+++ Entries provided

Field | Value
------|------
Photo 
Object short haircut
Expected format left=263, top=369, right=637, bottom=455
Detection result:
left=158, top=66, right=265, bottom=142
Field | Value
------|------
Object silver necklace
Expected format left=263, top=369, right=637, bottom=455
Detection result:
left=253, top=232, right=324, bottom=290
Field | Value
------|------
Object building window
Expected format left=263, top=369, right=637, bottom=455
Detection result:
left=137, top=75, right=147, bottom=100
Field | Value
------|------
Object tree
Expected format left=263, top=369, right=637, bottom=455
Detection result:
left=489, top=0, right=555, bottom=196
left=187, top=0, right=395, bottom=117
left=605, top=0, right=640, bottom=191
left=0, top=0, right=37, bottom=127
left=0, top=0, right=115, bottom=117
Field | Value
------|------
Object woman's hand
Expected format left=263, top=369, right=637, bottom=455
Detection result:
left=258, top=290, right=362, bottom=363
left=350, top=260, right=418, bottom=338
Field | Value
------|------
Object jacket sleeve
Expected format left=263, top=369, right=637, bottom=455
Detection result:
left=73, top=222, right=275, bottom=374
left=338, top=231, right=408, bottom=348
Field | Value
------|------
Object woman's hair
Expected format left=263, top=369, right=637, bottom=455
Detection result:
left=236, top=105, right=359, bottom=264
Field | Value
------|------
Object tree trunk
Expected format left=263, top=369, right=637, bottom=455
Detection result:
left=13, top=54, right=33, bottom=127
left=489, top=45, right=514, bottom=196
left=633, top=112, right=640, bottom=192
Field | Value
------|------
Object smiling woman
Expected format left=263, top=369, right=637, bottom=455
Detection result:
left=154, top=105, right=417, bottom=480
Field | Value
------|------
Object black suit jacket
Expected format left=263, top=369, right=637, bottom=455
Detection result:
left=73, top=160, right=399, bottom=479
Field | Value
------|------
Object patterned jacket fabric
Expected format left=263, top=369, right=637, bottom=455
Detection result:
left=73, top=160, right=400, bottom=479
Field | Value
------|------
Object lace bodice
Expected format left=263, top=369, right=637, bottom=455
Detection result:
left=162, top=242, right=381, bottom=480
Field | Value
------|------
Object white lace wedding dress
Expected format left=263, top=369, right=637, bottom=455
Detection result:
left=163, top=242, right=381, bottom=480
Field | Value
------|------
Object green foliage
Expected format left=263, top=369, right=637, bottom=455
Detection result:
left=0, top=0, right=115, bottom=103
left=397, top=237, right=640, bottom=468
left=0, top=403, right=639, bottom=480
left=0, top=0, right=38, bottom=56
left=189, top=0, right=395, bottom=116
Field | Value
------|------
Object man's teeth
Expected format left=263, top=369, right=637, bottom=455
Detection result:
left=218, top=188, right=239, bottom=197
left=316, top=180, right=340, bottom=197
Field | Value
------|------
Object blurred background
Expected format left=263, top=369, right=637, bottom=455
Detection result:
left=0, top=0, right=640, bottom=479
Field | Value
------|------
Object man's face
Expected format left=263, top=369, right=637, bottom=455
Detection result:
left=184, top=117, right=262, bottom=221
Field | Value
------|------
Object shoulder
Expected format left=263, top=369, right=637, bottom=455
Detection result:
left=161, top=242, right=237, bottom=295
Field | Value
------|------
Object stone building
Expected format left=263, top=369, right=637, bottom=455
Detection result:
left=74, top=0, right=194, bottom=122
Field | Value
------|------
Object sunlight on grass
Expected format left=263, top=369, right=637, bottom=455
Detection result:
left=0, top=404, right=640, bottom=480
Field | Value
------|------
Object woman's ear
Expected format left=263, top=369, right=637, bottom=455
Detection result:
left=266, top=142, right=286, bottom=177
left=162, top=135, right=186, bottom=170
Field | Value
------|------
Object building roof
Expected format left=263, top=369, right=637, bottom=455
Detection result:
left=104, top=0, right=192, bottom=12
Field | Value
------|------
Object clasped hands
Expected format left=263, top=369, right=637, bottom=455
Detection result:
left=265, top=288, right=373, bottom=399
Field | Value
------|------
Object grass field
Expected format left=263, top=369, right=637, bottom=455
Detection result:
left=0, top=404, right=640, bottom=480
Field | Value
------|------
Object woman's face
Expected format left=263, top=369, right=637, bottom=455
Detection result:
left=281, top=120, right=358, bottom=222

++++++

Rewrite the data above, from its first line through the line containing "left=137, top=75, right=147, bottom=100", as a JSON list of strings with one string per line, omitting any blank lines.

[
  "Field | Value",
  "------|------",
  "Photo ",
  "Object short haircut",
  "Expected format left=263, top=369, right=637, bottom=455",
  "Detection result:",
  "left=158, top=66, right=265, bottom=142",
  "Field | Value",
  "------|------",
  "Object silver necklace",
  "Expected format left=263, top=369, right=637, bottom=455",
  "Detection result:",
  "left=253, top=232, right=324, bottom=290",
  "Field | Value",
  "------|------",
  "Object building window",
  "Expected format left=263, top=369, right=637, bottom=455",
  "Detection result:",
  "left=137, top=75, right=147, bottom=100"
]